Point-per-instance localization data:
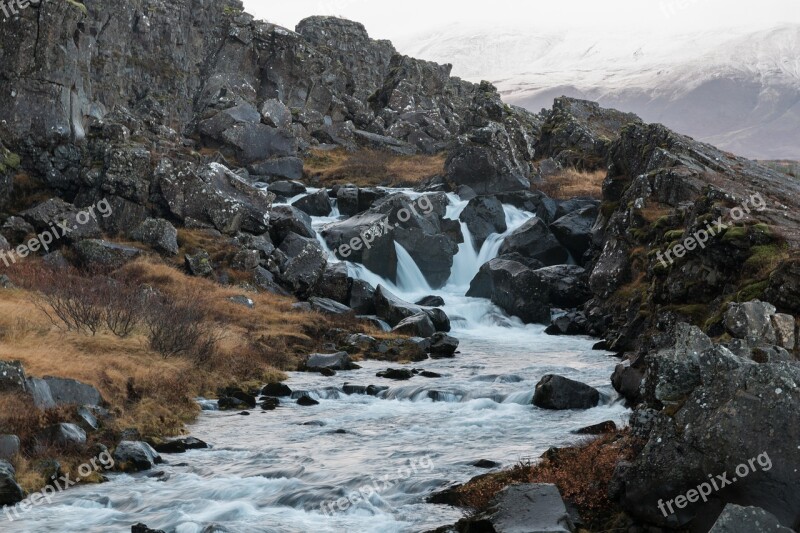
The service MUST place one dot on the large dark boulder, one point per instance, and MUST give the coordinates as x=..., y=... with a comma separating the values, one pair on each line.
x=707, y=411
x=522, y=508
x=514, y=288
x=104, y=254
x=558, y=392
x=738, y=519
x=535, y=240
x=485, y=170
x=394, y=310
x=135, y=456
x=568, y=285
x=419, y=325
x=159, y=234
x=285, y=219
x=574, y=231
x=305, y=266
x=212, y=194
x=483, y=216
x=72, y=392
x=317, y=204
x=364, y=239
x=10, y=491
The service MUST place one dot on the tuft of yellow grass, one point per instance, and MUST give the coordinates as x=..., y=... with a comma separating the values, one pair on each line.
x=367, y=167
x=571, y=183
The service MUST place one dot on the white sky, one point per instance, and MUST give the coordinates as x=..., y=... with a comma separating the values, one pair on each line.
x=398, y=20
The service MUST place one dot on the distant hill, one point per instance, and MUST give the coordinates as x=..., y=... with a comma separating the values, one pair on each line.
x=738, y=90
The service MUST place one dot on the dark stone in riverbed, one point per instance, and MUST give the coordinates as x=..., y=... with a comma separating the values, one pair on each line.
x=431, y=301
x=278, y=390
x=485, y=463
x=180, y=445
x=141, y=528
x=307, y=401
x=270, y=404
x=597, y=429
x=558, y=392
x=398, y=374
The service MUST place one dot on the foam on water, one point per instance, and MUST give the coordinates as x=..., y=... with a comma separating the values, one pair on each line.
x=272, y=471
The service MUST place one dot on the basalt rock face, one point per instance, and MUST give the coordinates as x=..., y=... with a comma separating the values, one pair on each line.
x=663, y=189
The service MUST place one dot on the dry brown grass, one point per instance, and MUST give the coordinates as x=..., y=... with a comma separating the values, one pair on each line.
x=571, y=183
x=372, y=167
x=581, y=473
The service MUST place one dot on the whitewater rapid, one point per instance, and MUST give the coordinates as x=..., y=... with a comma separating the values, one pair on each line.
x=282, y=471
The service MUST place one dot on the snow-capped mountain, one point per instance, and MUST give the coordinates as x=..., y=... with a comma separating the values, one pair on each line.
x=737, y=89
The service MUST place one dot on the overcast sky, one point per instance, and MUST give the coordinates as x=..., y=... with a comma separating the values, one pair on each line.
x=397, y=20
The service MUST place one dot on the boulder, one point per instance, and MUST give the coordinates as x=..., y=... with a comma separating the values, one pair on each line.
x=394, y=310
x=63, y=434
x=214, y=195
x=362, y=297
x=571, y=323
x=278, y=390
x=574, y=231
x=9, y=446
x=397, y=374
x=523, y=508
x=335, y=361
x=418, y=325
x=10, y=492
x=484, y=215
x=274, y=113
x=723, y=417
x=307, y=401
x=135, y=456
x=365, y=239
x=751, y=321
x=442, y=345
x=199, y=264
x=257, y=142
x=568, y=285
x=306, y=264
x=514, y=288
x=181, y=445
x=286, y=219
x=559, y=393
x=290, y=168
x=431, y=301
x=287, y=189
x=12, y=377
x=159, y=234
x=485, y=170
x=72, y=392
x=95, y=253
x=535, y=240
x=317, y=204
x=328, y=306
x=738, y=519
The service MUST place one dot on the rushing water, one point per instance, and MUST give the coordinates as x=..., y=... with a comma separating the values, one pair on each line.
x=284, y=470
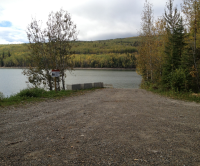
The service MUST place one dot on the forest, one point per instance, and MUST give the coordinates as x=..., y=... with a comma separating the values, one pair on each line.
x=114, y=53
x=169, y=52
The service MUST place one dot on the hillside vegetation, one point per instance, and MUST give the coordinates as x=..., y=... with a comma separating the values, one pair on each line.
x=114, y=53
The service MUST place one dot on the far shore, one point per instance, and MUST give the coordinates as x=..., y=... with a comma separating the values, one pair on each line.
x=80, y=68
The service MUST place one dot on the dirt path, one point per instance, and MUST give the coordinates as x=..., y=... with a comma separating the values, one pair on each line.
x=104, y=127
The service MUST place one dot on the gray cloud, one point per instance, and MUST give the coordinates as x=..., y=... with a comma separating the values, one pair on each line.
x=95, y=19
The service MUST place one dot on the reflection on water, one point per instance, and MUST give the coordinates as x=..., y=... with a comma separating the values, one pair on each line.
x=12, y=80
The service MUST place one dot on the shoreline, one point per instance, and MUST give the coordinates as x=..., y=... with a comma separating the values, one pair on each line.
x=81, y=68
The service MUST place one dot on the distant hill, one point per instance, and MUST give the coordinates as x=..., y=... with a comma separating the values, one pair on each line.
x=87, y=53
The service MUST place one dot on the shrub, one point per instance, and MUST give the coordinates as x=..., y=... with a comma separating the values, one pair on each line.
x=31, y=92
x=1, y=96
x=178, y=80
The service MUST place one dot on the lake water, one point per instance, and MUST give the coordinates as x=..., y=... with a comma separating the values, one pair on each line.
x=12, y=80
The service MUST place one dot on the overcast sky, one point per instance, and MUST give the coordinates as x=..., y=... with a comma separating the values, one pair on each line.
x=95, y=19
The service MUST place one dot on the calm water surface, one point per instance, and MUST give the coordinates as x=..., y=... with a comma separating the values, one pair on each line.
x=12, y=80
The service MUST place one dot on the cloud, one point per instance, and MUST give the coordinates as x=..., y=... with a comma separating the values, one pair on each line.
x=95, y=19
x=5, y=24
x=11, y=35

* _Goal of the exercise_: Please give back every line above exactly as it stands, without pictures.

* _Exercise response_:
The service MUST place one dot on the large dark boulder, one point per instance, and MUST give the coordinates as x=..., y=... with a comma separating the values, one pair on each line.
x=707, y=411
x=522, y=508
x=514, y=288
x=104, y=254
x=558, y=392
x=738, y=519
x=535, y=240
x=485, y=170
x=394, y=310
x=135, y=456
x=568, y=285
x=419, y=325
x=159, y=234
x=285, y=219
x=574, y=231
x=305, y=266
x=212, y=194
x=483, y=216
x=72, y=392
x=317, y=204
x=364, y=239
x=10, y=491
The service MUST place one dot on the tuft of yellow grass, one point per instance, and MUST give the coordinates as x=..., y=... with a comma separating the values, one pair on each line.
x=367, y=167
x=571, y=183
The service MUST place one dot on the white sky, one point per instance, and MUST give the coordinates as x=..., y=... with a comma separating the values, one pair on each line.
x=398, y=20
The service MUST place one dot on the distant hill, one point per instance, and MUST give the coordinates as x=..., y=... with a comma separating the values, one pair on each line.
x=738, y=90
The service MUST place one dot on the dark stone in riverbed, one point per instance, and MUST give the coordinates as x=..., y=... with a comma separating the values, one pair on each line.
x=431, y=301
x=278, y=390
x=485, y=463
x=180, y=445
x=141, y=528
x=307, y=401
x=270, y=404
x=597, y=429
x=558, y=392
x=398, y=374
The service MUST place one dot on the foam on water, one point per instance, and MUST give the coordinates as x=..., y=... with a comma separating the values, one pair on each line.
x=272, y=471
The service MUST place one dot on the basalt rock face, one point per instance, and MUST give the coordinates as x=..., y=... with a comma separating the values, one pair on each line.
x=663, y=189
The service MUST place one dot on the dry brown grass, one point per instance, and MUST give the coordinates as x=..., y=... with a comma separating the values, one pair on each line.
x=571, y=183
x=372, y=167
x=581, y=473
The service MUST place one dot on the whitewater rapid, one point per instance, and MUST give the coordinates as x=..., y=... with a comma separating the values, one pair on each line.
x=282, y=471
The service MUST place one dot on the snow-capped mountain, one point per instance, and MUST give the coordinates as x=..., y=... with a comma separating the values, one pair on each line.
x=737, y=89
The service MUST place one dot on the overcast sky, one point per instance, and MUST give the coordinates as x=..., y=... with a comma separating the values, one pair on each line.
x=397, y=20
The service MUST place one dot on the boulder, one point per instance, and MUST give the coordinates as x=..., y=... with a comma separating the values, one pair on each line.
x=394, y=310
x=63, y=434
x=214, y=195
x=362, y=297
x=571, y=323
x=278, y=390
x=574, y=231
x=9, y=446
x=397, y=374
x=523, y=508
x=335, y=361
x=418, y=325
x=10, y=492
x=484, y=215
x=274, y=113
x=723, y=417
x=307, y=401
x=135, y=456
x=365, y=239
x=751, y=321
x=442, y=345
x=199, y=264
x=257, y=142
x=568, y=285
x=306, y=264
x=514, y=288
x=181, y=445
x=286, y=219
x=559, y=393
x=290, y=168
x=431, y=301
x=287, y=189
x=12, y=377
x=159, y=234
x=485, y=170
x=72, y=392
x=95, y=253
x=535, y=240
x=317, y=204
x=328, y=306
x=738, y=519
The service MUST place one dot on the rushing water, one point per instance, and MUST give the coordinates as x=..., y=... with a comma separating the values, one pair on each line.
x=284, y=470
The service MUST place one dot on the forest, one point per instance, and MUST give the coordinates as x=..., y=... with a comma separating the values, one pair on each line.
x=114, y=53
x=169, y=52
The service MUST place one dot on the hillside vegetation, one point per instance, and MUST give the coordinates as x=..., y=... with a comma separating the values, one pair on each line.
x=114, y=53
The service MUST place one dot on the far shore, one point per instance, and MUST give the coordinates as x=..., y=... with a comma separating the values, one pair on each line.
x=80, y=68
The service MUST place one dot on the dirt path, one point per instance, and MUST give the coordinates as x=..., y=... with a comma separating the values, one pair on each line.
x=104, y=127
The service MUST place one dot on the gray cloud, one point per instance, and MUST give the coordinates as x=..., y=... with a comma separating the values, one pair on each line.
x=95, y=19
The service MUST place one dot on the reflection on water, one point per instance, and MUST give the coordinates as x=..., y=... with a comma separating the values, one pair on each line.
x=12, y=80
The service MUST place one dot on the shoreline, one point per instance, and MUST give the coordinates as x=..., y=... with a comma separating the values, one pair on each line.
x=81, y=68
The service MUST place one dot on the distant hill, one point per instance, and MUST give the coordinates as x=..., y=... with a comma separating the values, one pair on each line.
x=87, y=53
The service MUST place one dot on the shrub, one point per instance, and MUST give the coordinates as x=..., y=... with a comma separating the values, one pair on each line.
x=31, y=92
x=1, y=96
x=178, y=80
The service MUST place one dot on the lake water, one point per instance, and MUST give the coordinates as x=..., y=... with a comma separating the values, one pair on each line.
x=12, y=80
The service MUST place one dot on the overcast sky, one point per instance, and MUST give the coordinates as x=..., y=... with a comma separating the values, one pair on each line.
x=95, y=19
The service MUST place one dot on the calm water surface, one point per instance, and MUST give the coordinates as x=..., y=... with a comma separating the values, one pair on each line.
x=12, y=80
The service MUST place one dot on the cloud, one point per instance, and MUST give the coordinates as x=..., y=... with a comma separating the values, one pair on each line.
x=95, y=19
x=5, y=24
x=11, y=35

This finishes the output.